** Information **
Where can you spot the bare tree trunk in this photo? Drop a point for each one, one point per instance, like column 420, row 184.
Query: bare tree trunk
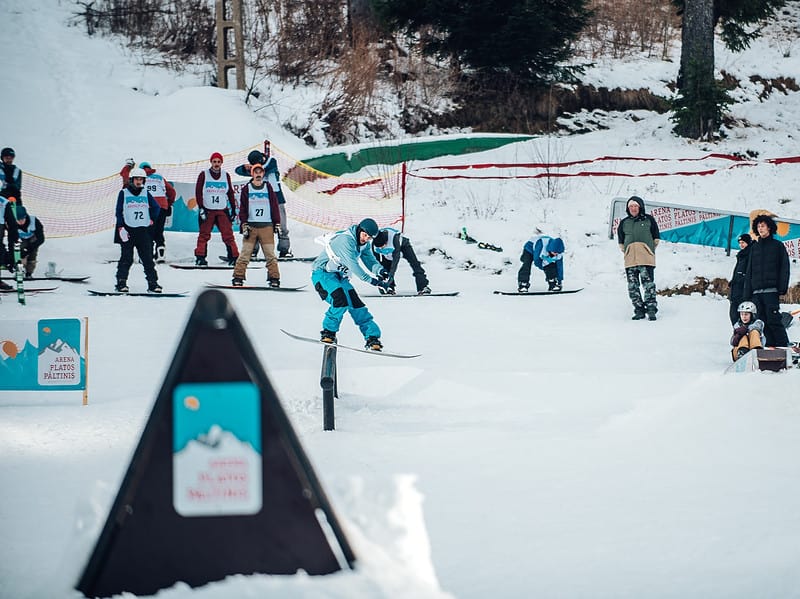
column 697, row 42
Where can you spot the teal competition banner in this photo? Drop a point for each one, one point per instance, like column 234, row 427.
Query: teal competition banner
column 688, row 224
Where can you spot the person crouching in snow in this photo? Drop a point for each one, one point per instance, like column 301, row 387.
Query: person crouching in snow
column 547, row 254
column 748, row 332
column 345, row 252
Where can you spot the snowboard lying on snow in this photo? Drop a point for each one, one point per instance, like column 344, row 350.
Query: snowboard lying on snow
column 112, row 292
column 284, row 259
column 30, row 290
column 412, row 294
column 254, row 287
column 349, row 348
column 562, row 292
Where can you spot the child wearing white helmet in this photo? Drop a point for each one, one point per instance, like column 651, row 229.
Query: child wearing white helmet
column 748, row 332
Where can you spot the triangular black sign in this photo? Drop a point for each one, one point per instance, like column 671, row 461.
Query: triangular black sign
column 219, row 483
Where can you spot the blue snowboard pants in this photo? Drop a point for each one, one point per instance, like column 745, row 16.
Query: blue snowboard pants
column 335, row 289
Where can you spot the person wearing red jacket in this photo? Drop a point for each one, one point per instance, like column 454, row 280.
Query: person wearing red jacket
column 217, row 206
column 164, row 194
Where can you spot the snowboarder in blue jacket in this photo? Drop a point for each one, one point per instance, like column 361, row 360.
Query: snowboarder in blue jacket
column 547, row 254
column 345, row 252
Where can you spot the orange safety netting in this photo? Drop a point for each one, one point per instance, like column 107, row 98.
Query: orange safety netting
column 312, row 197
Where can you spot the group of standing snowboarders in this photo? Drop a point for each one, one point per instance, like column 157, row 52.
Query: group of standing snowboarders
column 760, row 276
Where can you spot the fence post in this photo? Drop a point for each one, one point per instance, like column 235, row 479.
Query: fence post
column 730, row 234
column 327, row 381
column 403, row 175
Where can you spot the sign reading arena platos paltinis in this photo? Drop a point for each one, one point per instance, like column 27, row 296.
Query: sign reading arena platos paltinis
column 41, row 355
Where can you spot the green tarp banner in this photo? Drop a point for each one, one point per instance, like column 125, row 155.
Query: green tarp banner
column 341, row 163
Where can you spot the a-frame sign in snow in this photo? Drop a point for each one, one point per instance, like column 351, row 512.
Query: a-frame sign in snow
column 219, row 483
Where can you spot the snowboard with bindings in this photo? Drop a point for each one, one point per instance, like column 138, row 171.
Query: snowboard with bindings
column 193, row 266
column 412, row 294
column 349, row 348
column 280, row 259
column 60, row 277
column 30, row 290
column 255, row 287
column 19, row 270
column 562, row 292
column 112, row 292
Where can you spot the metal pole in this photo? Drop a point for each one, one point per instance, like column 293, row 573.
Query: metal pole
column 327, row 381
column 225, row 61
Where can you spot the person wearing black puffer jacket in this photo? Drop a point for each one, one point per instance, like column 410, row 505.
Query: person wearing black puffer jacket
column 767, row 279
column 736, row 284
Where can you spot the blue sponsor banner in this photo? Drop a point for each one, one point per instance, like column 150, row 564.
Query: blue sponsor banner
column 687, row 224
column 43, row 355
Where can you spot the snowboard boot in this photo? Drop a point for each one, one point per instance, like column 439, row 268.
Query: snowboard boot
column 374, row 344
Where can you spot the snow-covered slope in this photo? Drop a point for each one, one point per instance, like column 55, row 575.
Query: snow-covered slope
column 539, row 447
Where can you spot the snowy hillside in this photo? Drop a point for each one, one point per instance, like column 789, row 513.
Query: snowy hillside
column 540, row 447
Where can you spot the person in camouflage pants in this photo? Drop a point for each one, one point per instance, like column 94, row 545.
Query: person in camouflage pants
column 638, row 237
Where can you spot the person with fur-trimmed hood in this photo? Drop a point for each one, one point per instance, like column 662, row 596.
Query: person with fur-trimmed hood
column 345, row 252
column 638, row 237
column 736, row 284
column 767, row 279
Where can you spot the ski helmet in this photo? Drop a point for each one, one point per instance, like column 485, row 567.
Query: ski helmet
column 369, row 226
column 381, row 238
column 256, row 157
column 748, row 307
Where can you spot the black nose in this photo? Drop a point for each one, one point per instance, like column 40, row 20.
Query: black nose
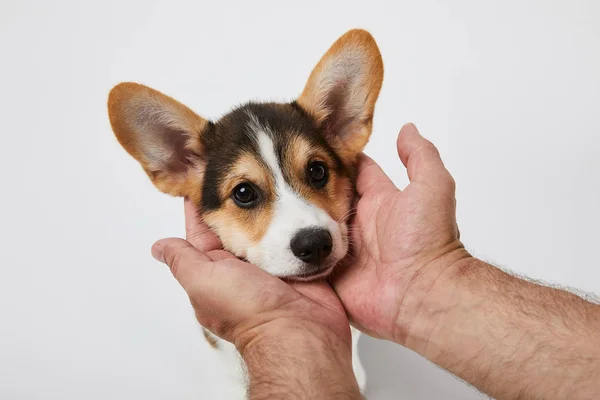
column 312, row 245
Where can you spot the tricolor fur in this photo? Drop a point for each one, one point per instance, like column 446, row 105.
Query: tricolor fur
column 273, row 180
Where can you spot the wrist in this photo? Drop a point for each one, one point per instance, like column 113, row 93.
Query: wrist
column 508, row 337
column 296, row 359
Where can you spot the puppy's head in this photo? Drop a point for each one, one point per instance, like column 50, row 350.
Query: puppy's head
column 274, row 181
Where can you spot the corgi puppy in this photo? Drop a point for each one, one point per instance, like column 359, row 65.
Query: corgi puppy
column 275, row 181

** What is needed **
The answer should be an exact restatement of every entry, with the pictures omitted.

** Written solution **
Where can you spot the bare tree trunk in this photo? Drop a point for each one, one point per instance, like column 420, row 184.
Query: bare tree trunk
column 697, row 42
Where can you spot the teal competition banner in this photo? Drop a point for each one, one point per instance, like column 234, row 427.
Query: teal competition banner
column 688, row 224
Where can you spot the person crouching in snow in this photo? Drop a point for each one, one point per instance, like column 301, row 387.
Query: person crouching in snow
column 547, row 254
column 748, row 332
column 345, row 252
Where can you spot the snowboard lying on snow in this photo? Drop a point for each one, one point per instance, like column 344, row 350.
Query: snowboard lying on snow
column 112, row 292
column 284, row 259
column 30, row 290
column 412, row 294
column 254, row 287
column 349, row 348
column 562, row 292
Where can you spot the child wearing white helmet in this photo? Drop a point for each one, one point per instance, like column 651, row 229.
Query: child wearing white helmet
column 748, row 332
Where can you spot the triangular black sign in this photo? Drop a point for each one, one point per instance, like column 671, row 461.
Query: triangular black sign
column 219, row 483
Where can you spot the blue snowboard pants in this photo? Drop a point for each one, one point per instance, like column 745, row 16.
Query: blue snowboard pants
column 335, row 289
Where can you spot the person wearing red jacket in this photo? Drop a point for each one, one point per instance, like column 454, row 280.
Query: person wearing red jacket
column 217, row 206
column 164, row 194
Where can you spot the snowboarder in blue jacket in this photo? Drop a point for each one, one point per instance, like column 361, row 360.
Query: snowboarder in blue jacket
column 547, row 254
column 345, row 252
Where can you spot the orange safety netting in this photo? Drop a point for each one, one point per instance, like column 107, row 98.
Query: orange safety netting
column 312, row 197
Where can you spot the group of standing snowboarders in this photo? Drop a point for each one, one point per instance, like column 157, row 52.
Query: group of standing snowboarders
column 760, row 276
Where can you spot the fence post in this photo? Drop a point for each one, one point per instance, like column 235, row 479.
Query: fence post
column 730, row 234
column 327, row 381
column 403, row 175
Where can you spot the sign reading arena platos paltinis in this photo? Drop a point for each one, one point per instance, like column 27, row 296.
Query: sign reading arena platos paltinis
column 41, row 355
Where can you spot the green tarp banner in this photo? Drop a point for each one, one point per instance, like column 125, row 155.
Query: green tarp banner
column 341, row 163
Where can you spot the a-frame sign in snow in this photo? Drop a point for each one, one point per instance, like column 351, row 512.
Query: a-frame sign in snow
column 219, row 483
Where can you spot the snowboard with bindings in this photo? Drop a point for each one, one point per instance, like column 138, row 171.
Query: snowboard with bindings
column 193, row 266
column 412, row 294
column 349, row 348
column 280, row 259
column 60, row 277
column 30, row 290
column 255, row 287
column 19, row 270
column 562, row 292
column 112, row 292
Where can you spot the metal pole in this photo? Drop a point for each one, one point per instance, like column 293, row 573.
Query: metal pole
column 327, row 381
column 225, row 61
Where can you spot the person wearing black puffer jacket in this photo? Drop a point for each one, one point per instance, like column 410, row 505.
Query: person wearing black puffer jacket
column 767, row 279
column 736, row 284
Where can you spot the blue sponsor banner in this photo? Drop a point for each one, one point per instance, like column 150, row 564.
Query: blue sponsor banner
column 687, row 224
column 43, row 355
Where can you spot the snowboard boot in this photo? Drop a point for each one, one point per instance, like column 439, row 268.
Query: snowboard boot
column 374, row 344
Where can you spot the snow-covered slope in this photo? Drop a point for each one, one point per instance, like column 55, row 575.
Query: snow-covered slope
column 539, row 447
Where can you spot the snowy hillside in this photo? Drop a point for each one, one point per instance, like column 789, row 513.
Query: snowy hillside
column 540, row 447
Where can you spot the person in camouflage pants in this photo? Drop a point for each one, one point per instance, like column 94, row 545.
Query: person in camouflage pants
column 638, row 237
Where can you spot the person with fur-trimmed hood in this photo? Drop a point for each one, one point per instance, like column 662, row 596.
Query: person with fur-trimmed hood
column 345, row 252
column 638, row 237
column 736, row 284
column 767, row 279
Where can you spot the ski helmet in this photo? Drop a point for each one, one point per instance, like column 485, row 567.
Query: ski helmet
column 369, row 226
column 381, row 238
column 256, row 157
column 748, row 307
Where can you spot the black nose in this photo? Drop a point for each one, one point per instance, like column 40, row 20.
Query: black nose
column 312, row 245
Where can you spot the tricolor fur in this photo? Drop a point for each one, one point per instance, like column 446, row 105.
Query: tricolor fur
column 273, row 180
Where can you spot the wrist in this photo? Drop a point for each one, one point per instance, like column 113, row 93.
Query: wrist
column 508, row 337
column 296, row 359
Where can you spot the puppy's head in this photo? Drop a point for each one, one point per instance, like column 50, row 350.
Query: puppy's head
column 274, row 181
Where can you spot the corgi puppy in this photo? Drop a point for each one, one point per instance, like column 359, row 65.
Query: corgi puppy
column 275, row 181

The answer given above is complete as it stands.